RECORDS SUPPLIED —
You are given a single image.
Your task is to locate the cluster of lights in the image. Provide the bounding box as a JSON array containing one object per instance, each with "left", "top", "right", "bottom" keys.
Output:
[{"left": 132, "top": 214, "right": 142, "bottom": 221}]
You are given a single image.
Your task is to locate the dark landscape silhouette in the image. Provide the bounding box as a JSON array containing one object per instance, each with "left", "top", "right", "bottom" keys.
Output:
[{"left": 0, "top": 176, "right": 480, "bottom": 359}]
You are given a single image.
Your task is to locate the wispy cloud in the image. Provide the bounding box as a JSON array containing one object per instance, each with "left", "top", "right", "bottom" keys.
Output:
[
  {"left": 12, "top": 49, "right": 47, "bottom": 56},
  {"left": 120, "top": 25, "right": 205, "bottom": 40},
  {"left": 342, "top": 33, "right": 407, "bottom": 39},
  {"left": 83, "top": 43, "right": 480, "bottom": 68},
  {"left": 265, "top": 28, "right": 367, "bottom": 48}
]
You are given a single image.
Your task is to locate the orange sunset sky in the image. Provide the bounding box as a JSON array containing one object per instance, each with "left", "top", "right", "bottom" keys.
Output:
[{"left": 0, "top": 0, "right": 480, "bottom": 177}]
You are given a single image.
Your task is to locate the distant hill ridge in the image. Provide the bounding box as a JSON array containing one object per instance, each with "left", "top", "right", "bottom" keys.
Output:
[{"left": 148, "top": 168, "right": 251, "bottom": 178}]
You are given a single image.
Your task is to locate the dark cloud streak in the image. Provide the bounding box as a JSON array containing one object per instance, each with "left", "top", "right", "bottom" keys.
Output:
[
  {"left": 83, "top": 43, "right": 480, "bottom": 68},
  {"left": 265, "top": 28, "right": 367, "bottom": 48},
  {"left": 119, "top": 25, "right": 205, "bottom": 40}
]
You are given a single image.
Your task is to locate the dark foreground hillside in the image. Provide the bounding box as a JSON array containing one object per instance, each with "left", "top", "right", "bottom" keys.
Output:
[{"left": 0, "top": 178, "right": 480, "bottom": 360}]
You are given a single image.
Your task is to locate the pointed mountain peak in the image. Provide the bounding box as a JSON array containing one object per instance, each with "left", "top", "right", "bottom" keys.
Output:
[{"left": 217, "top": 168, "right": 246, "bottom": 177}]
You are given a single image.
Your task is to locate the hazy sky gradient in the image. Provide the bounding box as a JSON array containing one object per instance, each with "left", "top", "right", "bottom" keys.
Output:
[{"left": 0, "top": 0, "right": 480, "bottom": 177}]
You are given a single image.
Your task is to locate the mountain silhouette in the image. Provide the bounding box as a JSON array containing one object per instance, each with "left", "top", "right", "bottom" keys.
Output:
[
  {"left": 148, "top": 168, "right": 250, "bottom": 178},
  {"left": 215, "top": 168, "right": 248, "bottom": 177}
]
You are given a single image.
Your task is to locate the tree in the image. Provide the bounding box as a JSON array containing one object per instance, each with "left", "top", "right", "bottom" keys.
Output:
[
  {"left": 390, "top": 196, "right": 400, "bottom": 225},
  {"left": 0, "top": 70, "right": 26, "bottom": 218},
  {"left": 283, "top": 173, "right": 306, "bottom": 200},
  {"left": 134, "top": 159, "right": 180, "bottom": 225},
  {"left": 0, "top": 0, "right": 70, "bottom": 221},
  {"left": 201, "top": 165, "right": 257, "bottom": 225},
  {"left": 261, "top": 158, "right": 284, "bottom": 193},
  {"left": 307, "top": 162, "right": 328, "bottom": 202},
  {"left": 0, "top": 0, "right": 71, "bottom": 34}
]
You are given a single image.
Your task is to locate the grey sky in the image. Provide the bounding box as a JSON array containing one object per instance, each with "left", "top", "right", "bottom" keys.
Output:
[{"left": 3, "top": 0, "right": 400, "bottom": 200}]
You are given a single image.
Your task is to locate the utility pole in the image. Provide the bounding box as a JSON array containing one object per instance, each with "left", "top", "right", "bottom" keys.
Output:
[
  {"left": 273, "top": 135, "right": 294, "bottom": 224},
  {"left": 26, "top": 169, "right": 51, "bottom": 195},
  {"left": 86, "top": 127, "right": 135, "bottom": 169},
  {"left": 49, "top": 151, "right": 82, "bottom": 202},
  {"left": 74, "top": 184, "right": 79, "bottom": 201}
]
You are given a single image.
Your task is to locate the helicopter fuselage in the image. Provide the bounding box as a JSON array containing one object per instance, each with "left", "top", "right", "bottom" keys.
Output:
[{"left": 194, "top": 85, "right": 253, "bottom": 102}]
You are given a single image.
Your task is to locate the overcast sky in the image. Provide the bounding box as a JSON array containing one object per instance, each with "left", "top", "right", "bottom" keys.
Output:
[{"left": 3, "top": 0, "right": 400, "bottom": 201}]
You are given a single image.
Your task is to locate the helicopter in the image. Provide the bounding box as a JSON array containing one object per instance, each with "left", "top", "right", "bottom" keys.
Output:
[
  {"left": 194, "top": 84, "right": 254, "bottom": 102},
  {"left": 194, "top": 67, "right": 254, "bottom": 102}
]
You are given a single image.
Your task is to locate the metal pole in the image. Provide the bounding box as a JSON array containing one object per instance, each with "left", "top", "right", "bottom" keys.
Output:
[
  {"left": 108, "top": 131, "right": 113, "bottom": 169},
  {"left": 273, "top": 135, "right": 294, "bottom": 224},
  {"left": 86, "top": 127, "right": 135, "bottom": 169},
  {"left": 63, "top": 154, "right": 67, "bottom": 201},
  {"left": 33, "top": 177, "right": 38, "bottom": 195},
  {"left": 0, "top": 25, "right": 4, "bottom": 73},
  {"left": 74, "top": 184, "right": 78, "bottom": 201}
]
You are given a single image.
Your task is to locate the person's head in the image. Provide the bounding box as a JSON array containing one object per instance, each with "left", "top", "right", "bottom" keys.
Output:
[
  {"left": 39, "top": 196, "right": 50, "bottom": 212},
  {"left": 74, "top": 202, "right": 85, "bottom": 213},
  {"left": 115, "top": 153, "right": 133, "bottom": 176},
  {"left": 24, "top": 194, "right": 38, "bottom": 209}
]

OBJECTIVE — Identify each line in the items above that contains the word "mountain" and copy every such line in full. The match is case-sensitive.

TASK RESULT —
Your task is to locate the pointed mountain peak in the image. Provide the bounding box as a JSON array containing one object per instance, each with "left", "top", "right", "bottom" keys.
Your task is to locate the mountain silhouette in the image. Provide the bounding box as a JSON array containing one object per instance, each with "left", "top", "right", "bottom" keys.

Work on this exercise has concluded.